+++ Texto mostrado

19 y 20 de diciembre: contra las ciencias sociales

septiembre 11, 2006

diciembre19_05.jpg Parece que fue un tal Heródoto, Heródoto de Halicarnaso para ser más preciso, quién desató la peste: podemos llamarlo, a partir de ahora, si quieren: el loco.

Parece, si bien las fuentes son, como siempre, esquivas, que fue él quién inventó, un día, inconmensurable cielo del egeo mediante, ese procedimiento del pensar que llamamos historia. A partir de esa ocurrencia del azar no serán las musas las que hablarán por la voz del aedo para gloria eterna de los héroes en su metalúrgico batallar, sino aquel que, no sin riesgo, historei, vale decir, aquel que atraviesa y es atravesado por esa experiencia inaudita de lectura del presente que llamamos, con modestia y no tan griegos: historizar, práctica, acto de hacer historia, donar nombres, temporalidades al mundo de los hombres. La historia, tal cual la conocemos, es decir, como práctica ligada a las ciencias de lo político-social, adulará ese gesto inaugural para luego vilipendiarlo, borrando sus huellas iniciales. Pero por ahora esa es, al decir de Kipling, otra historia.

++++++
+++ Datos sin procesar

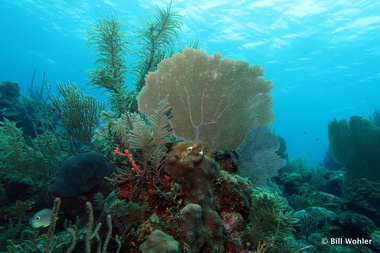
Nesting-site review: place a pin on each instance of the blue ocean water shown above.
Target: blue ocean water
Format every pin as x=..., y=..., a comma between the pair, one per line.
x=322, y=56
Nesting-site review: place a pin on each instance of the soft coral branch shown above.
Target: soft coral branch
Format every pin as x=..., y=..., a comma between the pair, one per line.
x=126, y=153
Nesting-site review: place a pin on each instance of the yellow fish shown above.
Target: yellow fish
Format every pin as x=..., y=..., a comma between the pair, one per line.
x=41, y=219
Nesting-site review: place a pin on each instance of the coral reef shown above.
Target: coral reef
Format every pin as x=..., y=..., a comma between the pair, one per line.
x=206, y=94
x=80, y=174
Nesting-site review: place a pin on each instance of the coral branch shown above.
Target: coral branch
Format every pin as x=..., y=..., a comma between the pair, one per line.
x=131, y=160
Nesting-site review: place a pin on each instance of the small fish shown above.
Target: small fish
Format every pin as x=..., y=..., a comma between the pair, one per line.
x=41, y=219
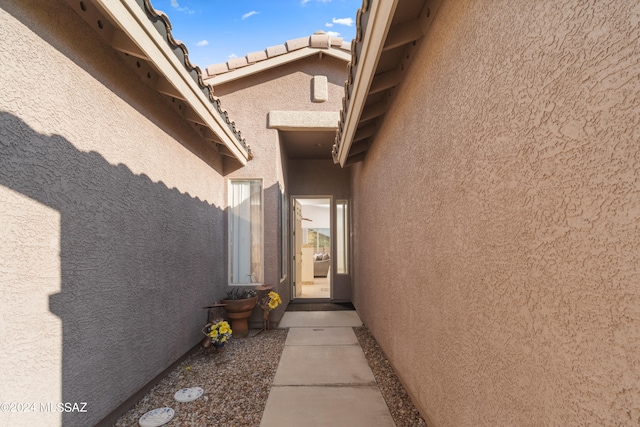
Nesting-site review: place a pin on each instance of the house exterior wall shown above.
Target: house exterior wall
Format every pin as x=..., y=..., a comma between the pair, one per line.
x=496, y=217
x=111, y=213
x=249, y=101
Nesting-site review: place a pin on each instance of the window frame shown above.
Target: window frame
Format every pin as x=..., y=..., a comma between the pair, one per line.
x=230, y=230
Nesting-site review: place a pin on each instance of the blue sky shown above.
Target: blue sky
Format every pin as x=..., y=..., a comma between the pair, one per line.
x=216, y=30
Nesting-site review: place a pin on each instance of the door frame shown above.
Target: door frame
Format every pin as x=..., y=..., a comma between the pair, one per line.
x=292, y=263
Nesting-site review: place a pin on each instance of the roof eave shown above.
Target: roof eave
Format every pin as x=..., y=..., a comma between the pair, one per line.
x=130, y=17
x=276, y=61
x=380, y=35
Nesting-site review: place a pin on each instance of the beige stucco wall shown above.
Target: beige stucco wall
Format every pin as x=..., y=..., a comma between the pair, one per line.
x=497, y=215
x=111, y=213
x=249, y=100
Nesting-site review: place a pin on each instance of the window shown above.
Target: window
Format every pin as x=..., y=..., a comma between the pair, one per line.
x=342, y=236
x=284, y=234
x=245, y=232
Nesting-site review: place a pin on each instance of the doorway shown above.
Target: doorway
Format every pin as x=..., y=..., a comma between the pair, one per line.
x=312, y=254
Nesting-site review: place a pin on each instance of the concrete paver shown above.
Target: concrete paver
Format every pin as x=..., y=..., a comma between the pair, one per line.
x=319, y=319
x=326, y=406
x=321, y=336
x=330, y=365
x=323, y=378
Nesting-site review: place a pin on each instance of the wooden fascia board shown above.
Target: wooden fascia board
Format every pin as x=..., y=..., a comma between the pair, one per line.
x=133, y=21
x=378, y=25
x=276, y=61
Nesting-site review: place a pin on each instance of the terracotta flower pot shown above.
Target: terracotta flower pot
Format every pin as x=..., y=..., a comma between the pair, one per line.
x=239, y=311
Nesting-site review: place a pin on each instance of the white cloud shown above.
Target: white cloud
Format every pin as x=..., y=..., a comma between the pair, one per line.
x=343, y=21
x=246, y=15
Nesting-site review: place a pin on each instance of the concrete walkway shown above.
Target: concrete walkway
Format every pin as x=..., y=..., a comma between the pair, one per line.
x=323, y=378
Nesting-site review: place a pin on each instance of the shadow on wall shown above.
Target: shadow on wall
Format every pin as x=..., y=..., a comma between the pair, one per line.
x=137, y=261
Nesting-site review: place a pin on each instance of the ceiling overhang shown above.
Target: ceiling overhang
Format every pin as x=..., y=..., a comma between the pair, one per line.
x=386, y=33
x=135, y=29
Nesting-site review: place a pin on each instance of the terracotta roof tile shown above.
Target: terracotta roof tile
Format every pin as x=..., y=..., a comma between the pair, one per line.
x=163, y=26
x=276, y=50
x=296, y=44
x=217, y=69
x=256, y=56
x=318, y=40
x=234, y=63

++++++
+++ Datos sin procesar

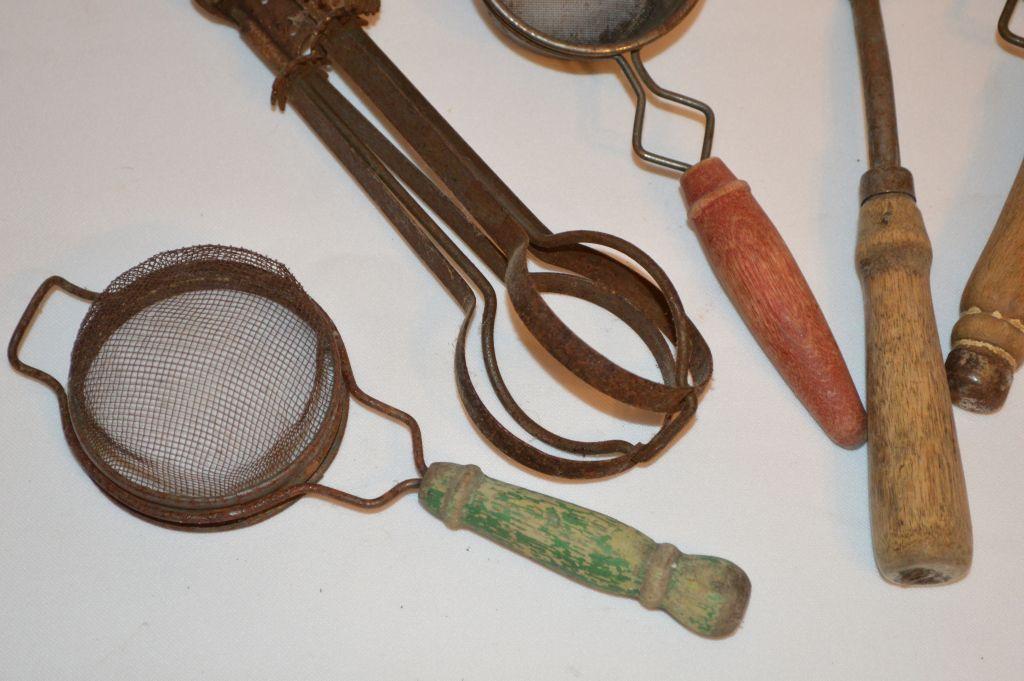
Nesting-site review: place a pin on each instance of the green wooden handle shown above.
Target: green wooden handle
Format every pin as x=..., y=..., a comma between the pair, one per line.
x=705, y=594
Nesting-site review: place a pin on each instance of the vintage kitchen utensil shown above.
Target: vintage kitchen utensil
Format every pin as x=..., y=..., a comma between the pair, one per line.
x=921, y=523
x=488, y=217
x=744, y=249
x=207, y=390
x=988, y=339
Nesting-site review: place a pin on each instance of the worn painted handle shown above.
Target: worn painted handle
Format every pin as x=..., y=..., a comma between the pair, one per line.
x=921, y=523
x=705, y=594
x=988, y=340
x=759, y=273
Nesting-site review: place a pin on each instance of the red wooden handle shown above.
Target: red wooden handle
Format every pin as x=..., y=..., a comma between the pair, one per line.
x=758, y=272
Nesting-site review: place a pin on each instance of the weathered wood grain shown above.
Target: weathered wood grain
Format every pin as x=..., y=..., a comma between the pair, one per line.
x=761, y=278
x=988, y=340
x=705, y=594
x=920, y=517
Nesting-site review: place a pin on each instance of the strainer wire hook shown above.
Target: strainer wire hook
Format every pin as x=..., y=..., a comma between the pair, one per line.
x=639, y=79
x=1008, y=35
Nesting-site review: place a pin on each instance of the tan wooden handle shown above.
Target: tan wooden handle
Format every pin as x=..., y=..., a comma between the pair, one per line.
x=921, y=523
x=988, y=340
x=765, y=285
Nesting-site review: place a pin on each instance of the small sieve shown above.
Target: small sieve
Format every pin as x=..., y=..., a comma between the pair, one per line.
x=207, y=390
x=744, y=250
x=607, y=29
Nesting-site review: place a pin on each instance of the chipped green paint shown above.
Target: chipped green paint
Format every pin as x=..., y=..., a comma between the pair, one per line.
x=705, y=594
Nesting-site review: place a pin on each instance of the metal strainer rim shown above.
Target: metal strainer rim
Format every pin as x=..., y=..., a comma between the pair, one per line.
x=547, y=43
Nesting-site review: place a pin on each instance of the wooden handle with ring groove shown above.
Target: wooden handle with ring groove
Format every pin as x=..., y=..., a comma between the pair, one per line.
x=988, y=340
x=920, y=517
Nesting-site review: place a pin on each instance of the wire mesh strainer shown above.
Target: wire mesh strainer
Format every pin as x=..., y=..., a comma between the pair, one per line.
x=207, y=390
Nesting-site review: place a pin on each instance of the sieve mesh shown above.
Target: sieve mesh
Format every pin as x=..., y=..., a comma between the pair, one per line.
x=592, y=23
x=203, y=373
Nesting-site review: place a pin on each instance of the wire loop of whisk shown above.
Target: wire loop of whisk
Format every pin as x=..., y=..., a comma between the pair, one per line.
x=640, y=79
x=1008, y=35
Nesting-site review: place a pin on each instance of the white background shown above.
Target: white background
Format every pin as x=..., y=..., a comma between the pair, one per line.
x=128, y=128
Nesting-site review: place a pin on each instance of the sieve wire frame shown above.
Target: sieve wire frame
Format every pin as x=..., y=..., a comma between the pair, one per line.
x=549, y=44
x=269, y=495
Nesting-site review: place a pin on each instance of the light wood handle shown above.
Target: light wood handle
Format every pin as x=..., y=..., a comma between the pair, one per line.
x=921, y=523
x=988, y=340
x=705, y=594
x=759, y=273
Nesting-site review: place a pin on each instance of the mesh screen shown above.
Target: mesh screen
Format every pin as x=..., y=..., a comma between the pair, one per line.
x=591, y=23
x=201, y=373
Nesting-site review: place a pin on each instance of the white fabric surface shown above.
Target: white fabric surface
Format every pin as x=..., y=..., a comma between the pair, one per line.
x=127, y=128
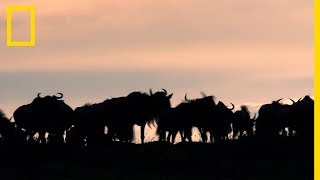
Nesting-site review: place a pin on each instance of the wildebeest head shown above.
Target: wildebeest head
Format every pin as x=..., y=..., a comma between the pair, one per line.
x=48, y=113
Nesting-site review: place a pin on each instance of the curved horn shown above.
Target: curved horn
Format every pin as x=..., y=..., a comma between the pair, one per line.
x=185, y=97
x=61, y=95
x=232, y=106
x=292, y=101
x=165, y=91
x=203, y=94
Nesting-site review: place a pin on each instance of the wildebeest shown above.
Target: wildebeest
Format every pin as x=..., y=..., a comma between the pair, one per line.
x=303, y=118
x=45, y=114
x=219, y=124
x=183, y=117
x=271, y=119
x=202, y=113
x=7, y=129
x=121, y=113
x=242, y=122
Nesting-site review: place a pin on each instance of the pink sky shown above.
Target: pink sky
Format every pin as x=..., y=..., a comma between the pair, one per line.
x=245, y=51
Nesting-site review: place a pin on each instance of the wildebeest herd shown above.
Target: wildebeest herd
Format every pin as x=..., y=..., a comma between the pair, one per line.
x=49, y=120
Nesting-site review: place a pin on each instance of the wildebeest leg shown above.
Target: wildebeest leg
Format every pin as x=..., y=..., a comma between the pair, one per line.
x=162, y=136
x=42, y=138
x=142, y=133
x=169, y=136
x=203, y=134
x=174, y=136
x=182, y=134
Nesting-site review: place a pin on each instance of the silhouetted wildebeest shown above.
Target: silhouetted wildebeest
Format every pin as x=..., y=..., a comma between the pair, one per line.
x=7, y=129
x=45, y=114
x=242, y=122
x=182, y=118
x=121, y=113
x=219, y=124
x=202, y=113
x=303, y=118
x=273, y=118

++++++

Prosiga el texto sobre Heródoto y la invención de la historia a partir de su última oración.

Respuesta redactada
Sabidas son también las implicancias del acto fundante herodoteano: el nomos (la ley) de la ciudad empezará, a partir de allí, a ser objeto de indagación y desacuerdo y no de reverencia. Pero, vale aclararlo, la historia es hija de la invención política ateniense, su desarrollo en tanto discurso específico es interior al poder ilimitado del demos reunido en asamblea. La historia, como su madre, la política, es rara y escasa. Sin embargo, me interesa retener un núcleo duro de este asunto: es Heródoto, un historiador, quién dona el nombre (es decir, formas autoconcientes) al kratos del demos, la potencia de los pobres, llamando a ese despliegue con un hermoso nombre: democracia.

La operación histórica funda, así, su recorrido, nombrando la ruptura de la tradición y del consenso, indagando la potencia de la invención política, sin medida estatal, de lo colectivo como tal.

Hoy, cuando el mundo se nos presenta tan presto a la celeridad que uno parece estar constreñido a estar un paso adelante, so pena de perder su ritmo y escansión, podemos dar un paso atrás rastreando, por vías paralelas o calles laterales, las aperturas del gesto herodoteano.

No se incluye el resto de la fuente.